Supplied information: Begin

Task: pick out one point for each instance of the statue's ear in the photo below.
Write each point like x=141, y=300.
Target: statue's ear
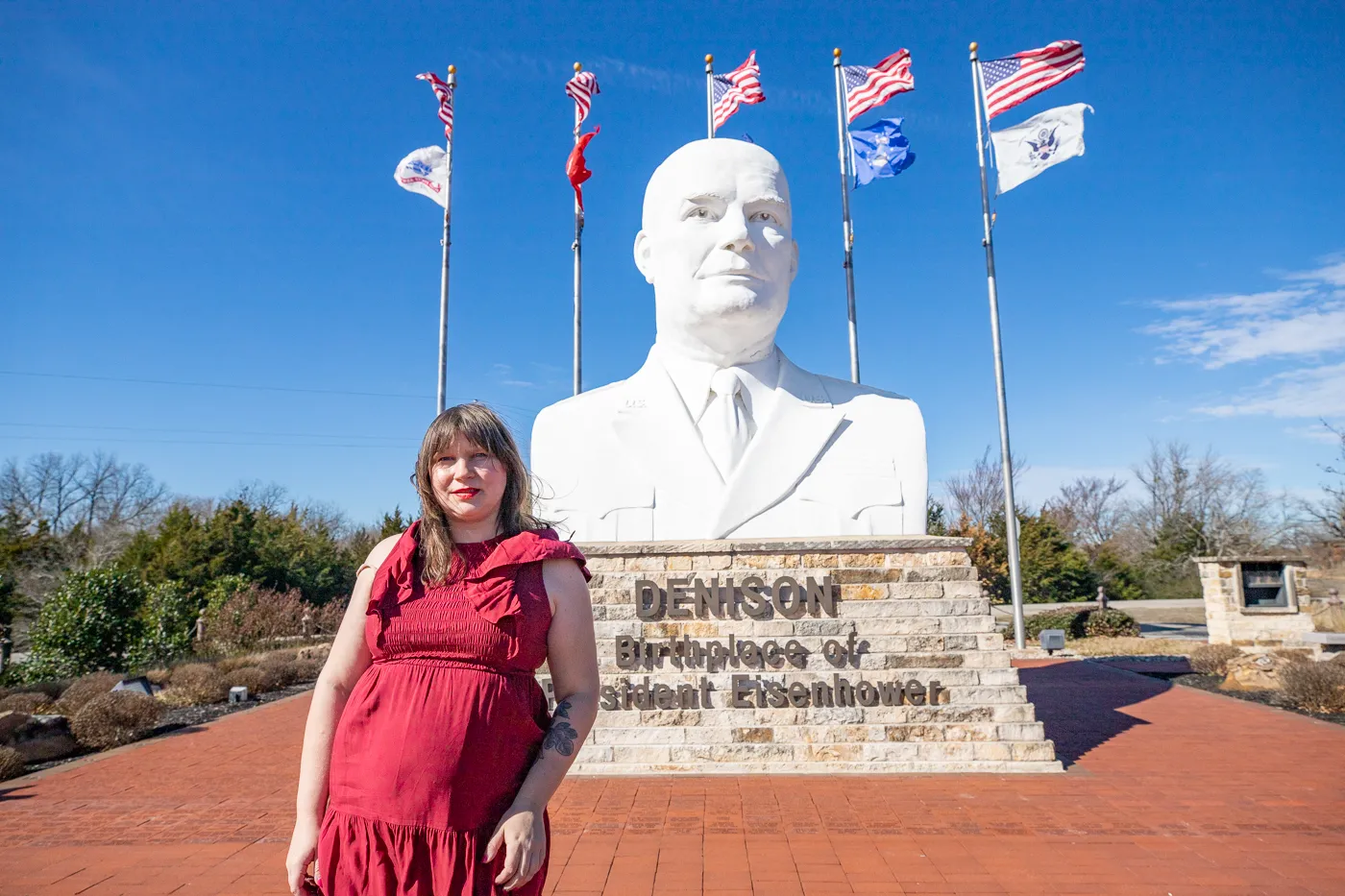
x=643, y=251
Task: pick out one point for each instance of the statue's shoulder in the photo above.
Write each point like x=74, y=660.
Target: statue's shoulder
x=863, y=402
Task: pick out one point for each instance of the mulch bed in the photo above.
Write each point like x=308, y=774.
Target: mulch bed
x=179, y=717
x=1263, y=697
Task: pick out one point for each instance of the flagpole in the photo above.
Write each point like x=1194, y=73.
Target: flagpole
x=578, y=268
x=846, y=225
x=443, y=282
x=1005, y=455
x=709, y=96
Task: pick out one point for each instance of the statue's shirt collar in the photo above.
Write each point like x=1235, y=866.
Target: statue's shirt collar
x=692, y=378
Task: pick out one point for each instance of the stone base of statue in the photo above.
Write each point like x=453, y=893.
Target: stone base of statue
x=849, y=654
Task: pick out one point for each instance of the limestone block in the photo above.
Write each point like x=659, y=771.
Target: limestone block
x=1041, y=751
x=857, y=561
x=1022, y=731
x=767, y=561
x=918, y=590
x=636, y=736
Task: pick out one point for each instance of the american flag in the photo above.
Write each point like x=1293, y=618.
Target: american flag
x=581, y=89
x=1022, y=76
x=870, y=87
x=742, y=86
x=446, y=100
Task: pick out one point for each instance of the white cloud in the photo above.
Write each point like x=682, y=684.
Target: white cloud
x=1302, y=321
x=1308, y=392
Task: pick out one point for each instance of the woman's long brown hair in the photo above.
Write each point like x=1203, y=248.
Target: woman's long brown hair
x=480, y=425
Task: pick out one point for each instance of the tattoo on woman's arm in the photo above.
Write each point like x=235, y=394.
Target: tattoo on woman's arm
x=561, y=735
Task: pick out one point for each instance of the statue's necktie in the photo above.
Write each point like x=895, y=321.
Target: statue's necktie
x=725, y=428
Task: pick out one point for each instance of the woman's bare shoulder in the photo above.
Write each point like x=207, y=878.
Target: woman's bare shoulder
x=379, y=553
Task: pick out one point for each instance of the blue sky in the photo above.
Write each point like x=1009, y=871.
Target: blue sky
x=206, y=267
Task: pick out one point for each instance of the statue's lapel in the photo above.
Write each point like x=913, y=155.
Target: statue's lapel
x=652, y=425
x=797, y=428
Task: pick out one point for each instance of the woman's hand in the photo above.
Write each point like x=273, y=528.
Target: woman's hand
x=303, y=848
x=524, y=837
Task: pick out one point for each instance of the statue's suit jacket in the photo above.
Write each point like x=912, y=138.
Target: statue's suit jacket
x=831, y=458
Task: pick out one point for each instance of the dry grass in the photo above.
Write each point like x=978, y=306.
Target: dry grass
x=1317, y=688
x=29, y=702
x=1212, y=660
x=11, y=763
x=83, y=690
x=1133, y=646
x=116, y=718
x=195, y=685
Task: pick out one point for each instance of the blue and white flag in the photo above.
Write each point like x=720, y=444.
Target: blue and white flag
x=880, y=151
x=1044, y=140
x=426, y=171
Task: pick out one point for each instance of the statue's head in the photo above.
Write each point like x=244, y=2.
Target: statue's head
x=717, y=244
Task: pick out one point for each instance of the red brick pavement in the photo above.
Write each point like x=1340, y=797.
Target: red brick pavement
x=1169, y=791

Supplied information: End

Leave out every picture and copy the rest of the records exactly.

Result for this exercise:
Task: pick out one point for each instance of the statue's ear in the photo below.
Write each point like x=141, y=300.
Target: statue's ear
x=643, y=251
Task: pick out one point for each instance of the statue's shoulder in the photo above.
Write each point like x=74, y=660.
Target: statue's shoulder
x=863, y=402
Task: pick out one point for each instance of the mulch bed in the photo above.
Write each point like x=308, y=774.
Target: mulch bed
x=179, y=717
x=1263, y=697
Task: pick out one point for each instance of the flagpole in the photo above.
Write each point like x=1194, y=73.
Target: flagpole
x=578, y=268
x=846, y=225
x=443, y=282
x=1005, y=455
x=709, y=96
Task: pick out one point for each instance of the statue's shirt collar in the photo above.
Write each point like x=1235, y=866.
Target: statue's shirt collar
x=692, y=378
Task: pick out one point for each instance of the stone base of statue in the photo above.
Write each point like x=453, y=893.
Target: stone base of statue
x=849, y=654
Task: pick out one point for each instance of the limestone block in the photo above.
Write each point like x=659, y=771.
Target: limestone block
x=1041, y=751
x=857, y=561
x=1022, y=731
x=767, y=561
x=918, y=590
x=636, y=736
Task: pick out one point for each instance of the american flag in the photo above.
Write each point like x=1293, y=618.
Target: american flag
x=581, y=89
x=1022, y=76
x=870, y=87
x=742, y=86
x=446, y=100
Task: pick out one point for each instance of the white cloud in the photo above.
Write each point like x=682, y=684.
Target: white cloud
x=1302, y=321
x=1308, y=392
Task: pick out one point for each instance of the woman's long brown hair in the photo above.
Write each point like x=1203, y=248.
Target: woman's long brown hair
x=480, y=425
Task: pick out one point for each instance of the tattoo on woman's arm in the photo above.
Write each point like x=235, y=394.
Target: tattoo on woman's arm
x=561, y=735
Task: pick out one point for each instance of the statue's necktie in the photo above.
Write each point like x=895, y=321.
Target: statue's necktie
x=725, y=428
Task: pick out one point for each instance of the woman's bare shoulder in the photo above.
Write each point like x=207, y=878.
Target: woman's bare shoulder
x=379, y=553
Task: pick out one point for each instance of the blue sky in the photo above.
Write each point like x=1009, y=871.
Target: blue sky
x=206, y=267
Task: pick out one point for each instance of the statue's lapel in the photo above.
Write each point like x=913, y=155.
Target: statue's lapel
x=652, y=425
x=797, y=428
Task: pick out one point for each instance of the woman's hand in the photo above.
Write each point like x=273, y=528.
Target: woman's hand
x=303, y=848
x=524, y=837
Task: pick out one point for each instance of the statue's suit jacket in the photo above.
Write each point like x=912, y=138.
Target: statue's suit jacket
x=831, y=458
Task: pick out one point for each instance of the dry grass in the photo above.
Write each point like x=978, y=306.
Target: dry grass
x=1317, y=688
x=29, y=702
x=1212, y=660
x=11, y=763
x=83, y=690
x=1133, y=646
x=116, y=718
x=195, y=685
Task: pick out one point for each instance of the blue and white flag in the photo above.
Write each point like x=720, y=444.
Target: blue and white flag
x=880, y=151
x=1044, y=140
x=426, y=171
Task: pick out one point for each instance of the statue's head in the photo above.
Write each point like x=244, y=2.
Target: statue's head
x=717, y=244
Task: pick out one point for each instance of the red brick pavement in the photo above.
Write each point like x=1340, y=797.
Target: red brick pavement
x=1169, y=791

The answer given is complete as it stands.